Aim »
Rewrite every line of the listing below as a numbered list, skipping blank lines and leaving out the pictures.
──────── Material provided ────────
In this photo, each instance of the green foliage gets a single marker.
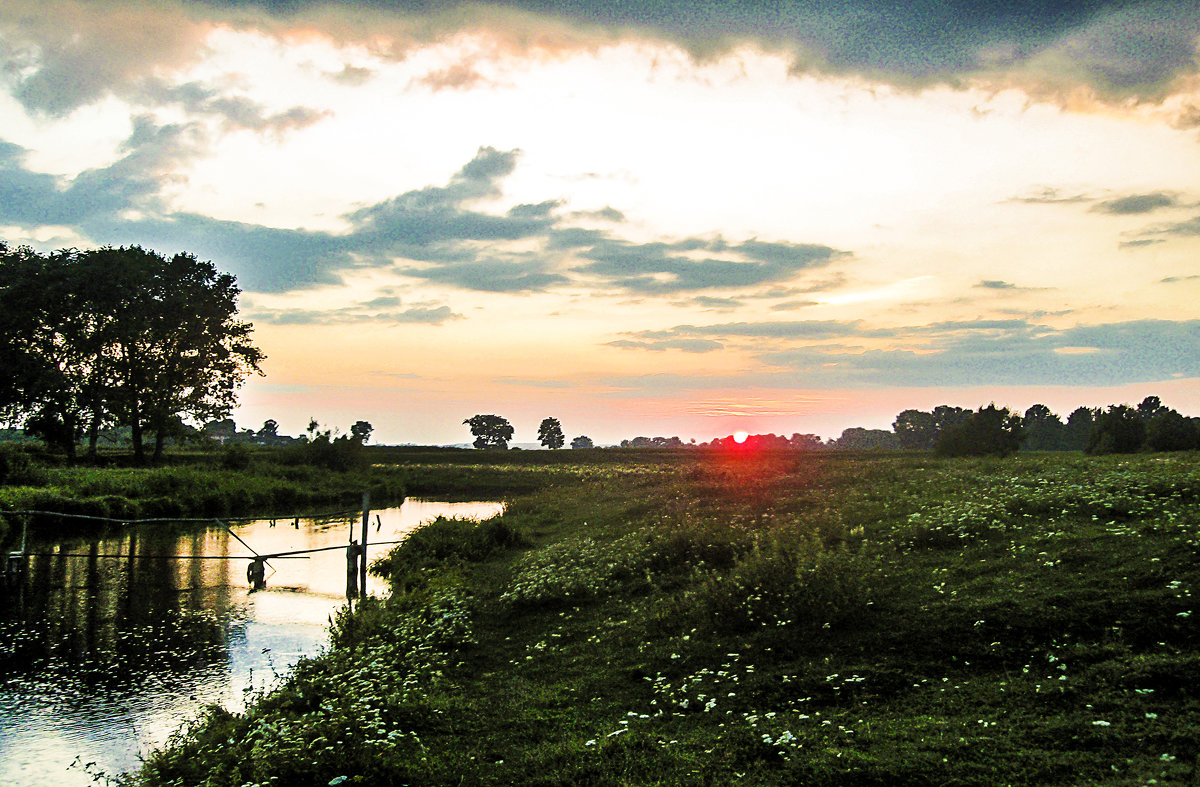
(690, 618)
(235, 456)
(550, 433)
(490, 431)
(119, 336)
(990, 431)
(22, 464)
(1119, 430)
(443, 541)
────────
Expected output »
1. In this photo, each instance of the green foliage gets a single marker.
2. (690, 618)
3. (235, 456)
4. (550, 433)
5. (490, 431)
6. (119, 336)
7. (990, 431)
8. (22, 464)
9. (1119, 430)
10. (443, 541)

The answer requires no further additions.